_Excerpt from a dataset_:
..........

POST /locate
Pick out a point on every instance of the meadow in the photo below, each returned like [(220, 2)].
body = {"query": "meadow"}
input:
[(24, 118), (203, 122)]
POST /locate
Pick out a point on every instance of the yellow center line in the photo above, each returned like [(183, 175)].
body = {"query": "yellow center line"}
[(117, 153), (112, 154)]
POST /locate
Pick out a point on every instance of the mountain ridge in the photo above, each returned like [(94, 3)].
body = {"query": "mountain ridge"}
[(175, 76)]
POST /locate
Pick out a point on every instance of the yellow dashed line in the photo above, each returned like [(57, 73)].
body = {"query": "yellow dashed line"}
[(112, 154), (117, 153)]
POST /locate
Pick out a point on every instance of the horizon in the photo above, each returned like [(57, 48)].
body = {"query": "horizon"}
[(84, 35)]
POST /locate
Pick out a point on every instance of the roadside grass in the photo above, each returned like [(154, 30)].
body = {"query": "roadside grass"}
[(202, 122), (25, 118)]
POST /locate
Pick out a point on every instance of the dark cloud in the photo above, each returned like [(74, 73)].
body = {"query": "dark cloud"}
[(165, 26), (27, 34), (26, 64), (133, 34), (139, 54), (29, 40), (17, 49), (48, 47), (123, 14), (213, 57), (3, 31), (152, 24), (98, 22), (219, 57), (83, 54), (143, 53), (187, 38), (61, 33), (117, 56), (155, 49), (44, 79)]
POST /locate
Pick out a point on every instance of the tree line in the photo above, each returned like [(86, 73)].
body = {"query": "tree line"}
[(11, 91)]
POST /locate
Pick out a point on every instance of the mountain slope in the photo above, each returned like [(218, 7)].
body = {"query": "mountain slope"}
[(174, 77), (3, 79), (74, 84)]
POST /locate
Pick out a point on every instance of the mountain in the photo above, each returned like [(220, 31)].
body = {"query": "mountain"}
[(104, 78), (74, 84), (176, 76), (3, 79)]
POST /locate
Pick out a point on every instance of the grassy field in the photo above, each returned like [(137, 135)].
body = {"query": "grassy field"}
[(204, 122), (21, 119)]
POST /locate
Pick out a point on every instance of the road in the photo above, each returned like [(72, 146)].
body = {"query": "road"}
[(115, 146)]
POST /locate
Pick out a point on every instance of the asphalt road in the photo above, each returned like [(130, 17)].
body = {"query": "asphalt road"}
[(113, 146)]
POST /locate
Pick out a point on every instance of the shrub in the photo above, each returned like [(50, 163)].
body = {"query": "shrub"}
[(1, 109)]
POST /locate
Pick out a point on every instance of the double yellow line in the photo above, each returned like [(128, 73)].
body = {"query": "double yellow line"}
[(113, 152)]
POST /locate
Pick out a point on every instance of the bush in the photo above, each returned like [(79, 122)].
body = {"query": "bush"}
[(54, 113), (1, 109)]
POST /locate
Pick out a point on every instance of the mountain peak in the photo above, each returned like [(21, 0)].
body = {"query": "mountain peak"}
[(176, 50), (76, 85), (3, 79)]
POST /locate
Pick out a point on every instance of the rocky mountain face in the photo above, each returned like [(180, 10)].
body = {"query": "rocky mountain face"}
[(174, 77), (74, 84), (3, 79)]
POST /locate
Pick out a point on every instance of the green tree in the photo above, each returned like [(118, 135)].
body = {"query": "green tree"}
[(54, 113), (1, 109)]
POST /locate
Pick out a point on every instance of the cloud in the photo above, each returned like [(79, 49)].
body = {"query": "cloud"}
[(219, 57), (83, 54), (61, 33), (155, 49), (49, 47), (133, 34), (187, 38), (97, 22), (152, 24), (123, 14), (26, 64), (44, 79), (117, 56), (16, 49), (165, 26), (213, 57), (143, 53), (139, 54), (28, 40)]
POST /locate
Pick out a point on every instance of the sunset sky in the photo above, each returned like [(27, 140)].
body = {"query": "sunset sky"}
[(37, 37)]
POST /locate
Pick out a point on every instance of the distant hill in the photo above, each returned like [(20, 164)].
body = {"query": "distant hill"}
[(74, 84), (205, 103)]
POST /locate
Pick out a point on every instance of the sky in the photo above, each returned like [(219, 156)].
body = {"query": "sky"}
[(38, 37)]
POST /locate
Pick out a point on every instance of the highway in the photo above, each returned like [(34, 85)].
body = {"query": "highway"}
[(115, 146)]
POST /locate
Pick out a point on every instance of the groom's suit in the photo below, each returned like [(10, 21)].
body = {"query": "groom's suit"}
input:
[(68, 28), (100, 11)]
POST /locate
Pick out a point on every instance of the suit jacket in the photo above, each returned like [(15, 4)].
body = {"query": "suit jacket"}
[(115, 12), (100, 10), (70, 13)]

..........

_Work instructions_: Can you add 5 to every coordinate in the answers and write out every line of the records again, from their start up to and including the line with "[(24, 118), (203, 122)]"?

_Answer to the exercise_:
POST /locate
Pick out a point on every instance of the meadow in the photo below, each returned like [(220, 2)].
body = {"query": "meadow"}
input:
[(29, 123), (208, 127)]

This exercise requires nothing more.